**YOUR INSTRUCTIONS**. Copy the records from the line that has "If you could point at the tree" through the end, swapping "hillside" for "slope" and changing nothing else.

**DATA SHOWN**.
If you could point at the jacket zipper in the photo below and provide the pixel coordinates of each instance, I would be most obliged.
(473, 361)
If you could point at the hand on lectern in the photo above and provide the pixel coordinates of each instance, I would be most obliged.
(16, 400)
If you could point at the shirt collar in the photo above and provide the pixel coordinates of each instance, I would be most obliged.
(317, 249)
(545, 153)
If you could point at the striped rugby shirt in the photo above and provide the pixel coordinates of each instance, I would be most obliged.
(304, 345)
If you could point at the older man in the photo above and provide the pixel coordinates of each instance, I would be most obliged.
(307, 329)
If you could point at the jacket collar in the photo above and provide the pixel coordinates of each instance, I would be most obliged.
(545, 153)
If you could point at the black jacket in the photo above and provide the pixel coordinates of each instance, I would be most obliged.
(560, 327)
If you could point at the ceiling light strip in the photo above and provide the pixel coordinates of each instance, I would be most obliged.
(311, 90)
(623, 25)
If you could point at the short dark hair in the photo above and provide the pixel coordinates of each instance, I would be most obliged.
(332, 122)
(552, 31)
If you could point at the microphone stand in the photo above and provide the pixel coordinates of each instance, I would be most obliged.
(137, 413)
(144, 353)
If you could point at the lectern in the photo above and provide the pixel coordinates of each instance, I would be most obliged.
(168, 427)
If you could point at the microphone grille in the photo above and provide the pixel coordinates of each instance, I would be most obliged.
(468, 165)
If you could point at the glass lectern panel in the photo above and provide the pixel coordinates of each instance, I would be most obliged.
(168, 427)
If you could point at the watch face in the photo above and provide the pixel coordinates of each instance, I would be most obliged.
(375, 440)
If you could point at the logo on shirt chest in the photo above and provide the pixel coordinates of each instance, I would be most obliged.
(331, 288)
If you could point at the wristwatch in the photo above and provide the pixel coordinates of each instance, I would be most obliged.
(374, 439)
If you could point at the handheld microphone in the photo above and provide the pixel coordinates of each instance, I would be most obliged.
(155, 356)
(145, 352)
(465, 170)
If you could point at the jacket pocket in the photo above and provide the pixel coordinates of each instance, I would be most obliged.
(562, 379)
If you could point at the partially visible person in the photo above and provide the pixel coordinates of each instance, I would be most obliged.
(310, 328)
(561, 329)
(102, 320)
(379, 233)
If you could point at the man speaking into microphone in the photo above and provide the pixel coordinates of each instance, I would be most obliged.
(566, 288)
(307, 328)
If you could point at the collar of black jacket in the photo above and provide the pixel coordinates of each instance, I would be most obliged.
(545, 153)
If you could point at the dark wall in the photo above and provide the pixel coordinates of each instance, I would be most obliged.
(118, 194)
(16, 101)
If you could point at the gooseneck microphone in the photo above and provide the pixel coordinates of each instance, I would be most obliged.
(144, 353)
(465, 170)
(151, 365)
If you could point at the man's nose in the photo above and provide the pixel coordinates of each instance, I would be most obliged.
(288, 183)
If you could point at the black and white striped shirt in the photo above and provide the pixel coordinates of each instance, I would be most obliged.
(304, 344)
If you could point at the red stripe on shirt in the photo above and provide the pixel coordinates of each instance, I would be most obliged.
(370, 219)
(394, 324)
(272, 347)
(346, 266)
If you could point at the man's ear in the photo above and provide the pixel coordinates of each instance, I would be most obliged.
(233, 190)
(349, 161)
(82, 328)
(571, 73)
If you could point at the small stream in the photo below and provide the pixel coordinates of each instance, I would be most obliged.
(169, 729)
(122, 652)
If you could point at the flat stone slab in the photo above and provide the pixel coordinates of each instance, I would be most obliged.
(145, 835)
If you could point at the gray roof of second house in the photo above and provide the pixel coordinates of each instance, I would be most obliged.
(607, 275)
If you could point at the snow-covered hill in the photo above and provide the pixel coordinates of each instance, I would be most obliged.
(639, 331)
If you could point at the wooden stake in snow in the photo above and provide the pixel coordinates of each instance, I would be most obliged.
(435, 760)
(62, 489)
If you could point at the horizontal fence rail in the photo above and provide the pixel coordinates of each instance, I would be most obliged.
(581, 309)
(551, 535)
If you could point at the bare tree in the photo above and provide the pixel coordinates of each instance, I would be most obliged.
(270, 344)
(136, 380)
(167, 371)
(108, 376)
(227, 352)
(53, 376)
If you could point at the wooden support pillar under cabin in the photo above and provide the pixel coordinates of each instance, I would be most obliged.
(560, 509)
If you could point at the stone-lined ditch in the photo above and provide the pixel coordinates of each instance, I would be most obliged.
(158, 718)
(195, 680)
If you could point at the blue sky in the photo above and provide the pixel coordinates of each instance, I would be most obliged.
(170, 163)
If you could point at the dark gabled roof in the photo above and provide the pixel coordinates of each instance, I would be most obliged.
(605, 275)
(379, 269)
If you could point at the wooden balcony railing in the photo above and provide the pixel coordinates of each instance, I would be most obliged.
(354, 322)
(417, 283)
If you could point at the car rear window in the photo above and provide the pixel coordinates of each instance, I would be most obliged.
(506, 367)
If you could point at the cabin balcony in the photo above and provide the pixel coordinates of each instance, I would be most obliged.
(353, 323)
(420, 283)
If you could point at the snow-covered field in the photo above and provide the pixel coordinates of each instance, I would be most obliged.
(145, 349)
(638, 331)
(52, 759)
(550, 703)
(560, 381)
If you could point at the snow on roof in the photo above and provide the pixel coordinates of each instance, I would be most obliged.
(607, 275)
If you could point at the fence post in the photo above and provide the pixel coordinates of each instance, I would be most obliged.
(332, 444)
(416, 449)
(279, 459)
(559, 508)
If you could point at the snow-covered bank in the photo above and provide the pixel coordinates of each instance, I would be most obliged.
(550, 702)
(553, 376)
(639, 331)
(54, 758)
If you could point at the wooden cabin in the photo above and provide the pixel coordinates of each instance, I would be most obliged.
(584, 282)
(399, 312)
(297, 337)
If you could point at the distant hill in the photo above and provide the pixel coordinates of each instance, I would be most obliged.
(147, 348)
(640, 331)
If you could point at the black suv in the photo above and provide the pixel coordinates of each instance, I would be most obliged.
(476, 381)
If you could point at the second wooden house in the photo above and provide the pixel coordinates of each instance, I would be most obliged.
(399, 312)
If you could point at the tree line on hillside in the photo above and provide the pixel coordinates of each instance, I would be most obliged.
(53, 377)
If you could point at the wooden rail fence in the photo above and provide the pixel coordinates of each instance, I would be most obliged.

**EXERCISE RESPONSE**.
If you could point at the tree line on slope in the photo above and provide the pixel coordinates of each instance, I would be most obliged.
(53, 377)
If you could point at the wooden rail fence in the photo above and provide the pixel coordinates of each instance, I would be most obliged.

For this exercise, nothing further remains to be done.